-- Passage to read --
════════

It’s the latest in a string of changes to impact the sector recently, with thousands of landlords exiting the buy-to-let market this year alone, according to the Daily Telegraph.

Another Autumn Statement headline-grabber for the housing market was the Chancellor’s decision to put a time limit on his predecessor’s Stamp Duty cut. After March 2025, Hunt will, to use his intriguing phrase, ‘sunset the measure’. He has, in effect, turned a Kwasi Kwarteng Stamp Duty cut into an extended Stamp Duty holiday.

Of course, this measure was kicked so far down the road by Hunt (namely two months after the latest possible date of the next General Election) that it’s fairly pointless worrying about it right now. The last few years have proven that we’ve scarcely any idea what the economic outlook will be in three months’ time, let alone 30 months.

In any case, its impact is fairly limited taking into account the bigger picture. The savings this time around are lower than those available during the 2020-21 Stamp Duty holiday announced in the early months of the Pandemic which Rishi Sunak was still chancellor, and Rightmove property expert, Tim Bannister thinks it’ll barely make a ripple amid an economic situation that’s wildly different. ‘We don’t foresee the removal having a significantly dampening effect in 2025, with factors such as mortgage rates and house prices likely to have a much bigger impact on activity levels,’ he explains.

For now, as the dust settles, it’s time to do the sums to find out exactly how the Autumn Statement’s measures will impact us.

════════

Dataset entries:
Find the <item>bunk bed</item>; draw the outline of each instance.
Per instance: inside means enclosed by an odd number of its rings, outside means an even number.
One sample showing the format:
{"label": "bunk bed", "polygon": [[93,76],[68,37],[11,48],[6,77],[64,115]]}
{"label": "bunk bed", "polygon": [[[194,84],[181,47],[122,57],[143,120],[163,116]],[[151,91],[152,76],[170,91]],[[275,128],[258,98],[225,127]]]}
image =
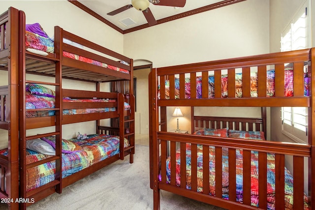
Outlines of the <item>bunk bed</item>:
{"label": "bunk bed", "polygon": [[[163,190],[227,209],[314,209],[315,55],[312,48],[154,69],[154,209],[159,209]],[[191,107],[190,134],[168,132],[167,109],[176,107]],[[201,107],[262,112],[253,118],[195,116]],[[308,142],[267,139],[266,107],[306,107]],[[293,160],[290,172],[287,157]]]}
{"label": "bunk bed", "polygon": [[[0,87],[0,129],[8,134],[8,148],[0,151],[0,198],[11,209],[61,193],[127,155],[132,163],[135,151],[132,60],[58,26],[53,40],[43,30],[44,36],[26,30],[25,20],[24,12],[13,7],[0,15],[0,70],[7,72],[8,80]],[[27,80],[31,74],[55,82]],[[63,79],[93,83],[95,91],[63,89]],[[119,88],[102,91],[105,82]],[[102,125],[106,119],[118,123]],[[97,134],[62,138],[63,125],[88,121],[95,122]],[[27,135],[29,129],[49,126],[55,131]],[[30,150],[29,143],[36,141],[54,152]],[[43,168],[50,174],[42,180],[36,174]]]}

════════

-- Required tasks --
(1) Please reproduce the Autumn Statement article word for word between "Of course, this" and "alone 30 months.", inclusive.
(2) In the Autumn Statement article, who is the Rightmove property expert quoted?
Rely only on the Autumn Statement article for your answers.

-- Task results --
(1)
Of course, this measure was kicked so far down the road by Hunt (namely two months after the latest possible date of the next General Election) that it’s fairly pointless worrying about it right now. The last few years have proven that we’ve scarcely any idea what the economic outlook will be in three months’ time, let alone 30 months.

(2) Tim Bannister